Convert each of the entries below into a JSON list of strings with one string per line, leaving out any blank lines.

# # # #

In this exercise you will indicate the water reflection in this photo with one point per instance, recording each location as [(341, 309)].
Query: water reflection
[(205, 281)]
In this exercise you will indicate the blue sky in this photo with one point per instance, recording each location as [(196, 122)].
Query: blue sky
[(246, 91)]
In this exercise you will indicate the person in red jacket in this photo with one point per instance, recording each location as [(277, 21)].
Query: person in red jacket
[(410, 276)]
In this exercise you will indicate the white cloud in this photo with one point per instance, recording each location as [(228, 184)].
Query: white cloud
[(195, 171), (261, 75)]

# # # #

#### Complete response:
[
  "In this exercise you will indicate the water reflection in this photo with one point per instance, recording each location as [(341, 309)].",
  "Query: water reflection",
  "[(205, 281)]",
  "In this exercise you will indicate the blue sky in this photo with one point per instance, recording each location as [(196, 122)].",
  "Query: blue sky",
  "[(246, 91)]",
  "In this exercise you will indicate the person in red jacket in this photo with one point per instance, recording each location as [(277, 21)].",
  "Query: person in red jacket",
  "[(410, 276)]",
  "In this exercise you will indicate the white cloud in this photo with one point per instance, recording each location as [(228, 184)].",
  "Query: white cloud",
  "[(195, 171), (261, 75)]"
]